** START OF Text shown **

The tool box however feels much heavier and better built than what you will find in the blue or orange stores.


----------



## P89DC (Oct 1, 2017)

In the old days I went to sears and bought Craftsman. In the 70s much of it was made in Japan. Where should I buy Chinese presses, stands, wrenches, ratchets etc these days? Lowes, HD? I go to HF. I still won't buy high end power tools from HF. OTOH I bought Craftsman through the 2000s and theres no spare parts for any of it now. The HF tool chests are impossible to beat, I bought 3 of them (with coupons or on sale!).


----------



## JayT (May 6, 2012)

For those interested in the Icon tool storage, here's some good reading

https://toolguyd.com/kicking-the-tires-on-the-new-harbor-freight-icon-tool-cabinet/


----------



## WoodenDreams (Aug 23, 2018)

With HF you have to watch and compare what your buying, and understand that you only have a 90 day warranty unless you pay extra for a extended 1 yr warranty. I do like shopping HF to save money, but I do compare for the longevity of usage.


----------



## moke (Oct 19, 2010)

I was looking at the flyer just last night. Is one of their cordless lines, made by Makita? just from th photos they sure look like Makita batteries and overall style…...

** END OF Text shown **

▶ _Objectives_
[1] In the forum thread on buying tools, how long is the warranty on Harbor Freight purchases according to WoodenDreams?
[2] Resume the forum thread on buying tools after its last sentence.
The data that follows is separate material and has no connection to the forum thread on buying tools.

** START OF Provided data **

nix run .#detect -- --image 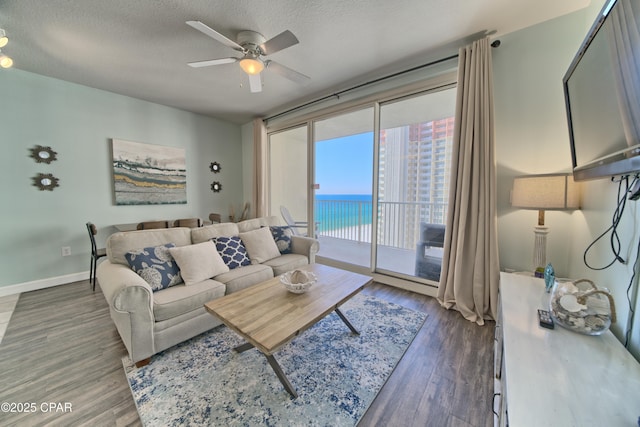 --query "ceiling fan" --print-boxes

** END OF Provided data **
** START OF Provided data **

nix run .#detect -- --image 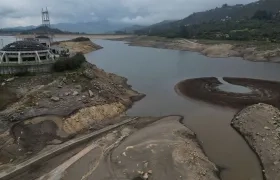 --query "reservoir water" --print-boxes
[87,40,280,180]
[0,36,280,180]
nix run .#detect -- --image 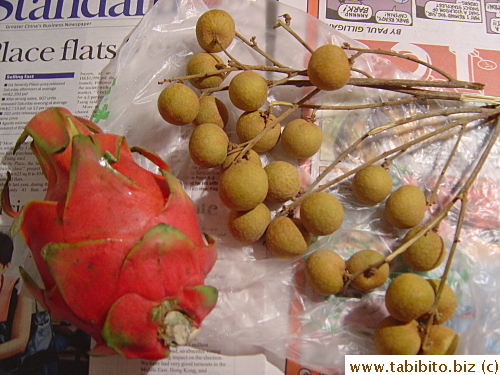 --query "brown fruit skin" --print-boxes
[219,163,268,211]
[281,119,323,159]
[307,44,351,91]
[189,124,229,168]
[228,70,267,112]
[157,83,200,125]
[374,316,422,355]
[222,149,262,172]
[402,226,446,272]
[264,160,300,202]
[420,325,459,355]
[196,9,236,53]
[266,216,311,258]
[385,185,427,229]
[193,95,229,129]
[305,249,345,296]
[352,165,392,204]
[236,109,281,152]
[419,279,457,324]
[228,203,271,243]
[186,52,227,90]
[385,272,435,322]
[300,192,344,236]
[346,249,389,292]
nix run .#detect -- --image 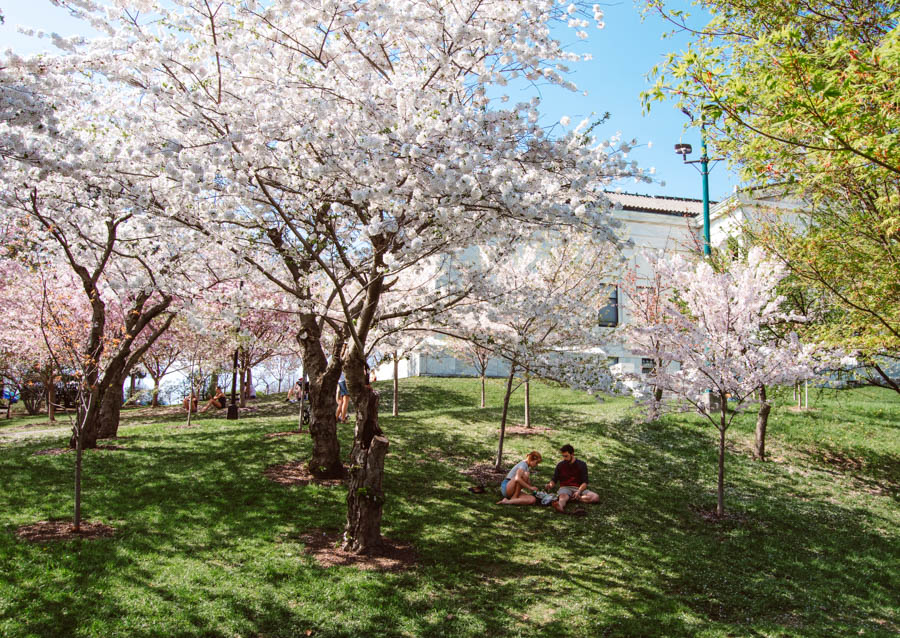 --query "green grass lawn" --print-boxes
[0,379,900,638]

** END OF Provided data **
** START OF Provided data **

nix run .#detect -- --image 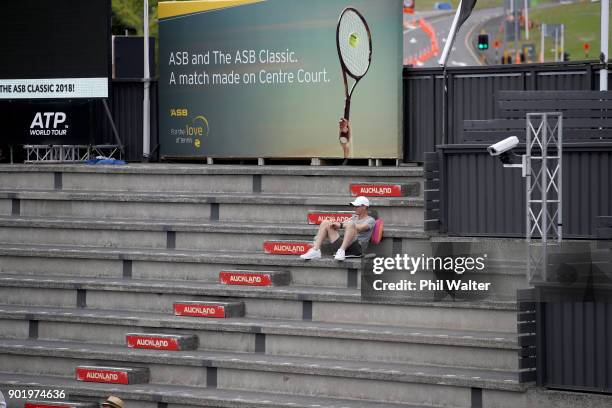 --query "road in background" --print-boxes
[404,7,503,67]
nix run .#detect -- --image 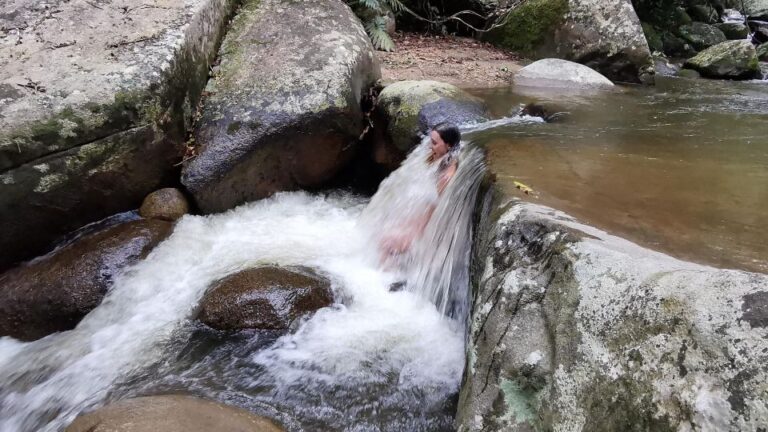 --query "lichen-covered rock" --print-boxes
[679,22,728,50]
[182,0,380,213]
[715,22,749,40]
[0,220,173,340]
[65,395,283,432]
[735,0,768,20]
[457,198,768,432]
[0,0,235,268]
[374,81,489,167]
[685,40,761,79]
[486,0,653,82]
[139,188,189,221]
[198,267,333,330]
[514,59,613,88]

** END OF Provided data **

▶ _Results for the exercise_
[1] 90 days, unless you pay extra for an extended one-year warranty.

[2]
----------



## bigblockyeti (Sep 9, 2013)

> Both the HF boxes replaced smaller stainless steel (Costco, Sams Club) versions that I had out grown.
> 
> - bigJohninvegas


This is particularly interesting to me as I'm now in the exact same spot, my where ever the heck I bought it stainless box is now too small and starting to have problems, I might be able to get a couple hundred bucks for it but need to see what a comparable new one from Costco costs to make sure I can get it gone quick when I replace it. I have no room for an outgrown box and the right sized new box in my garage together.


----------



## bigJohninvegas (May 25, 2014)

> This is particularly interesting to me as I m now in the exact same spot, my where ever the heck I bought it stainless box is now too small and starting to have problems, I might be able to get a couple hundred bucks for it but need to see what something new costs to make sure I can get it gone quick when I replace it. I have no room for an outgrown box and the right sized new box in my garage together.
> 
> - bigblockyeti


When I bought the 56" black box earlier this year, I gave the 42" stainless box to my brother in law. 
But when I decided to Get the 72" green box I was in the same spot as you. No room to store it, and finding the right price to move. 
So I had a 72" stainless box that came out of Costco a good 5+ years ago. and they don't have it anymore. But they do have a 66" version. And i spotted it one day and took this photo. $599.99.
So I was moving tools into the new box, and my neighbor walks up. $300, and I never had to deal with Craigslist.


----------



## bigblockyeti (Sep 9, 2013)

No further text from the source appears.